DATA EXTRACT
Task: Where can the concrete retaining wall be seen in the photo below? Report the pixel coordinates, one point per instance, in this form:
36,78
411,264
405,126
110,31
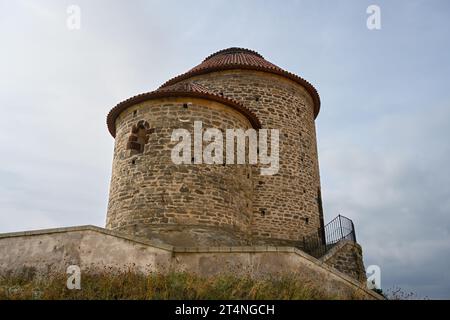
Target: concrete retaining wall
92,247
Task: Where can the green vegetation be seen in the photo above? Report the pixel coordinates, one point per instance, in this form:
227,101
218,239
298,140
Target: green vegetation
134,285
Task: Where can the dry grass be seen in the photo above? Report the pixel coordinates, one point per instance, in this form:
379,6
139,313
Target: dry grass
108,285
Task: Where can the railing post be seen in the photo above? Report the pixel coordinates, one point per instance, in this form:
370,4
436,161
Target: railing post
354,232
340,227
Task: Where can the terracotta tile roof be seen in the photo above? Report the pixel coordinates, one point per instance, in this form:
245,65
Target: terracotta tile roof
240,58
189,89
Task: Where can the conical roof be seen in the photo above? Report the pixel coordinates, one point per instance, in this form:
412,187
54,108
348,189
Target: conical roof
240,58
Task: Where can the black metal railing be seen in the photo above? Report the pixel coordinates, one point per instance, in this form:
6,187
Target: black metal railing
318,243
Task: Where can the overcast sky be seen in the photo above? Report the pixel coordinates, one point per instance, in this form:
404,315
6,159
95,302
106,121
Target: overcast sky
383,129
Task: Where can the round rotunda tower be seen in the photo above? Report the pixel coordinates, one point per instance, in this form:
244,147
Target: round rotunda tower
210,205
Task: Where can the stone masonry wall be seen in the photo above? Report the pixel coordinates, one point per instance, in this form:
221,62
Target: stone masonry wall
346,257
285,206
92,248
186,204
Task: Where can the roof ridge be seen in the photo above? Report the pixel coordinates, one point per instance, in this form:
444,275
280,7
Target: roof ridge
233,50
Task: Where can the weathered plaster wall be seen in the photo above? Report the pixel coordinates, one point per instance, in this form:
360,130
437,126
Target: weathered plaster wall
346,257
92,247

WHAT TO DO
Reproduce exactly the line containing "Task: Where can the round" and every line after it through the end of the records above, and nothing else.

EXERCISE OUTPUT
Task: Where can the round rotunda tower be seen in the photo above? Report the pixel coordinates, one point per instance, in this form:
244,147
Target: round rotunda tower
210,205
Task: Where can the stone masonry wall be seen in the photo above? Report the pixel coordinates, one point per instance, in this form:
221,62
Target: stone masonry wall
346,257
285,206
92,248
186,204
Task: Where can the roof ridge be seen in the photo above? Report the pixel coordinates, one point per instance, in this form:
444,275
280,7
Target: roof ridge
233,50
Task: Where can the weathered plaster wall be seen in the photo above? Report the pixel coordinates, one point per instance, in this form:
360,130
437,126
Target: weathered plaster wall
346,257
92,247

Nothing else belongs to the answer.